__Fragmento para leer__:
Mañana hará un año desde que el argentino Jorge Bergoglio entró como cardenal en un cónclave vaticano de intenso regusto medieval y salió de él proclamado papa. Se asomó al balcón de la basílica de San Pedro y, en lugar de impartir la bendición urbi et orbi, pidió a los congregados que rezaran por él. Se permitió incluso bromear sobre su procedencia lejana en lo que podría interpretarse incluso como un suave tirón de orejas a una curia vaticana endogámica que llevaba siglos eligiendo papas italianos o de países cercanos. Se autobautizó como Francisco en recuerdo del santo de Asís y esa fue su primera declaración de intenciones. Tanto su elección como su talante sorprendieron entonces a creyentes y a no creyentes pero pusieron también en guardia a los sectores más conservadores de la Iglesia católica.
En doce meses, el papa Francisco ha puesto patas arriba la doctrina tradicional del catolicismo en asuntos como las causas de la crisis económica, la inmigración, el papel de la mujer en la Iglesia, el divorcio o la teología de la liberación anatemizada por sus antecesores. Se ha permitido también intervenir en el santa santorum de las cuentas del Vaticano, un terreno que hasta ahora también parecía inmune e indiferente por completo al nombre de quien ocupara la silla de San Pedro. Sin embargo, en otras cuestiones no menos importantes como los gravísimos escándalos de pederastia en el seno de la Iglesia se ha mostrado mucho menos locuaz y “revolucionario”. Puede ser que comparta la posición de buena parte de la curia sobre este escabroso asunto, partidaria de tapar los abusos y correr un tupido velo sobre ellos, o puede ser que prefiere ir con mucho tiento en una cuestión tan delicada. El tiempo lo dirá.
Sin entrar a debatir ahora la escasa vigencia en los tiempos actuales de una institución de oscuros orígenes medievales como el papado, ni creyentes católicos ni no creyentes han podido permanecer indiferentes ante la novedosa figura de un papa que, además de expresar en voz alta lo mismo que millones de personas en el mundo, por primera vez no parece un ser caído del cielo: concede entrevistas a los medios de comunicación, elude los coches oficiales y blindados y no se detiene en detalles de coquetería como el color de las zapatillas.

__Líneas proporcionadas__:
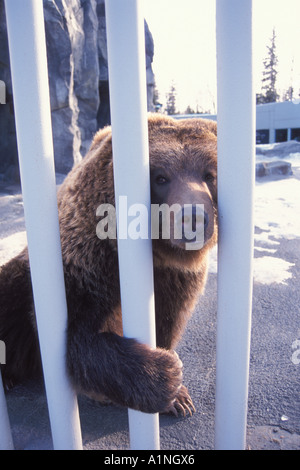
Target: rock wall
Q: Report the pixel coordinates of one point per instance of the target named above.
(78, 80)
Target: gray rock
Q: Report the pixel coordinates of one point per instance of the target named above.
(78, 80)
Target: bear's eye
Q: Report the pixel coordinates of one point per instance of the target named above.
(209, 177)
(160, 179)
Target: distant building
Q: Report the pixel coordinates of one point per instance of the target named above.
(275, 122)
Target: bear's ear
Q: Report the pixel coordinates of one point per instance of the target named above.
(157, 120)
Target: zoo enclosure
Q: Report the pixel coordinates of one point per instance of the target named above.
(33, 122)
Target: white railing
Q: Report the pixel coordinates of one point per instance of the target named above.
(32, 109)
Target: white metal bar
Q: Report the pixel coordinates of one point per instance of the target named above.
(6, 442)
(128, 100)
(236, 134)
(27, 45)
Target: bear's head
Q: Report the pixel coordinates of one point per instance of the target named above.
(183, 168)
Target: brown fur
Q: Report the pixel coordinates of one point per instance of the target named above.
(100, 361)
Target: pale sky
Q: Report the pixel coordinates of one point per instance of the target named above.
(185, 47)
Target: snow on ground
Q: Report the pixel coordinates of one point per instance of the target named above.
(277, 216)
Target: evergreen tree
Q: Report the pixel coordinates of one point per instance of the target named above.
(171, 100)
(269, 93)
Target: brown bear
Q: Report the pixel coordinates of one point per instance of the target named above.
(100, 361)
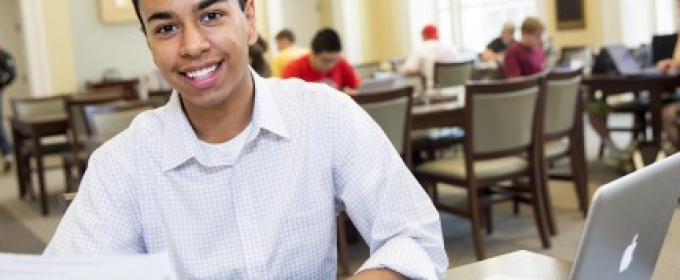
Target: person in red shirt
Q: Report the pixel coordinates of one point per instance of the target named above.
(526, 57)
(325, 64)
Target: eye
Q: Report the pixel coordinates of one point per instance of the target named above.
(166, 29)
(211, 16)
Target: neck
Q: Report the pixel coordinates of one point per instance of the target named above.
(224, 121)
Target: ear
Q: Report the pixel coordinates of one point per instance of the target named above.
(251, 25)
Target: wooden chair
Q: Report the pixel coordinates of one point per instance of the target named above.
(366, 70)
(66, 199)
(502, 142)
(129, 86)
(107, 120)
(160, 97)
(38, 108)
(391, 109)
(580, 54)
(451, 74)
(563, 136)
(80, 131)
(395, 63)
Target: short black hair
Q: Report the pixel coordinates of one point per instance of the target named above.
(326, 40)
(139, 15)
(287, 34)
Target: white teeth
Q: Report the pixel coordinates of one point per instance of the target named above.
(202, 73)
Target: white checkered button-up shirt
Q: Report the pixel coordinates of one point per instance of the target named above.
(267, 213)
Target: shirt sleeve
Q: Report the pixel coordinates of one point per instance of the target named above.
(277, 65)
(102, 218)
(385, 202)
(291, 70)
(511, 67)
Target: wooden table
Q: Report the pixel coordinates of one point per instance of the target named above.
(435, 114)
(516, 264)
(35, 129)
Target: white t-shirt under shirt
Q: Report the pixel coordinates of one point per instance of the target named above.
(423, 59)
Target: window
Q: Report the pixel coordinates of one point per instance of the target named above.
(468, 24)
(481, 20)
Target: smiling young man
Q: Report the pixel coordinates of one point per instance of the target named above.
(240, 177)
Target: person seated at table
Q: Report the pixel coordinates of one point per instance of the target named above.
(288, 51)
(526, 56)
(421, 60)
(325, 64)
(496, 48)
(242, 177)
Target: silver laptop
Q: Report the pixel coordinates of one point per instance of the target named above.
(627, 224)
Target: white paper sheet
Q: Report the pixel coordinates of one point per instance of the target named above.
(34, 267)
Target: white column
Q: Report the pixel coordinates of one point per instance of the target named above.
(39, 78)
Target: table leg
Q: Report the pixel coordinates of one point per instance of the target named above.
(41, 175)
(656, 108)
(19, 160)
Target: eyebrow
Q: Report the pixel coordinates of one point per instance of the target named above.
(168, 15)
(159, 16)
(207, 3)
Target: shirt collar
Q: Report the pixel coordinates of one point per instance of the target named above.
(183, 143)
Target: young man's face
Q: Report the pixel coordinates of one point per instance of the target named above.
(201, 46)
(324, 61)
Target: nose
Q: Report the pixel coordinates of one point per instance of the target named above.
(194, 42)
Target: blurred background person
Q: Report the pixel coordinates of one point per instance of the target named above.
(421, 60)
(496, 48)
(257, 60)
(325, 64)
(526, 56)
(288, 51)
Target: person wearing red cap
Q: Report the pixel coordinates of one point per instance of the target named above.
(421, 61)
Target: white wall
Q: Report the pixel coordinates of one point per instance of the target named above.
(98, 47)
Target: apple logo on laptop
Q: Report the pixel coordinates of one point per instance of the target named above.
(628, 255)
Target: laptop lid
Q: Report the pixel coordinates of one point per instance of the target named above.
(627, 224)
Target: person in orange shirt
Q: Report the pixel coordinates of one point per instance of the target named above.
(288, 51)
(325, 64)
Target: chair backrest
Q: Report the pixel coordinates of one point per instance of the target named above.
(160, 97)
(562, 93)
(373, 85)
(75, 106)
(391, 109)
(451, 74)
(396, 63)
(415, 80)
(501, 116)
(109, 119)
(582, 55)
(38, 106)
(366, 70)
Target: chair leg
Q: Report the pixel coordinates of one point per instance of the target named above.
(544, 189)
(476, 222)
(343, 247)
(41, 180)
(539, 206)
(579, 171)
(600, 153)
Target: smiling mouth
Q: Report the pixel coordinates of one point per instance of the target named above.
(201, 73)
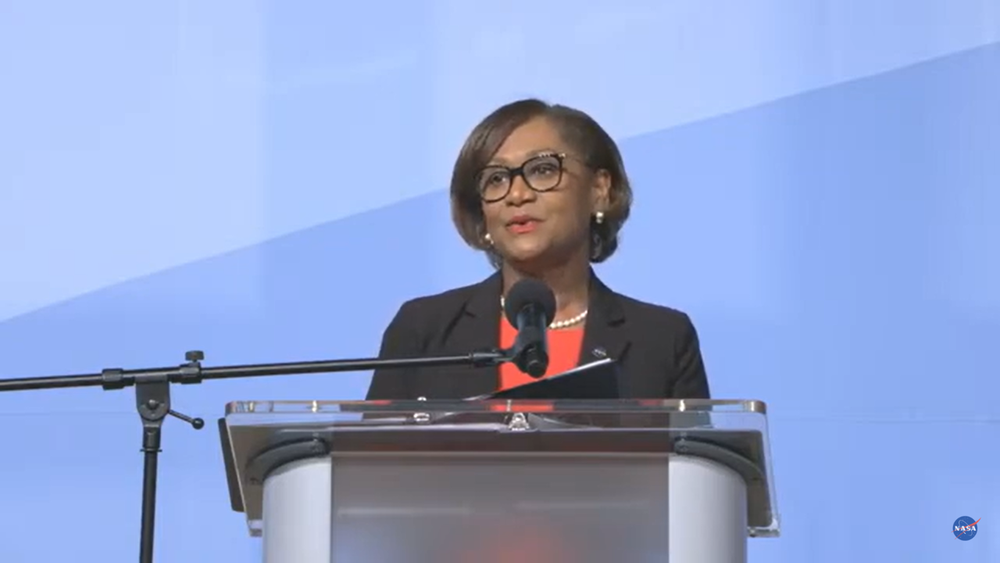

__Orden de trabajo 1__:
Edita el texto sobre el primer año del papa Francisco: copia la parte que empieza con las palabras "Mañana hará un" y termina con "la Iglesia católica.", poniendo "ventanal" donde dice "balcón".
__Orden de trabajo 2__:
Traduce al inglés esta oración del texto sobre el primer año del papa Francisco: "Se autobautizó como Francisco en recuerdo del santo de Asís y esa fue su primera declaración de intenciones."
__Orden de trabajo 3__:
Según el texto sobre el primer año del papa Francisco, ¿qué pidió Bergoglio a los congregados al asomarse al balcón de la basílica de San Pedro?

__Respuesta 1__:
Mañana hará un año desde que el argentino Jorge Bergoglio entró como cardenal en un cónclave vaticano de intenso regusto medieval y salió de él proclamado papa. Se asomó al ventanal de la basílica de San Pedro y, en lugar de impartir la bendición urbi et orbi, pidió a los congregados que rezaran por él. Se permitió incluso bromear sobre su procedencia lejana en lo que podría interpretarse incluso como un suave tirón de orejas a una curia vaticana endogámica que llevaba siglos eligiendo papas italianos o de países cercanos. Se autobautizó como Francisco en recuerdo del santo de Asís y esa fue su primera declaración de intenciones. Tanto su elección como su talante sorprendieron entonces a creyentes y a no creyentes pero pusieron también en guardia a los sectores más conservadores de la Iglesia católica.

__Respuesta 2__:
He named himself Francis in memory of the saint of Assisi, and that was his first declaration of intent.

__Respuesta 3__:
Les pidió que rezaran por él.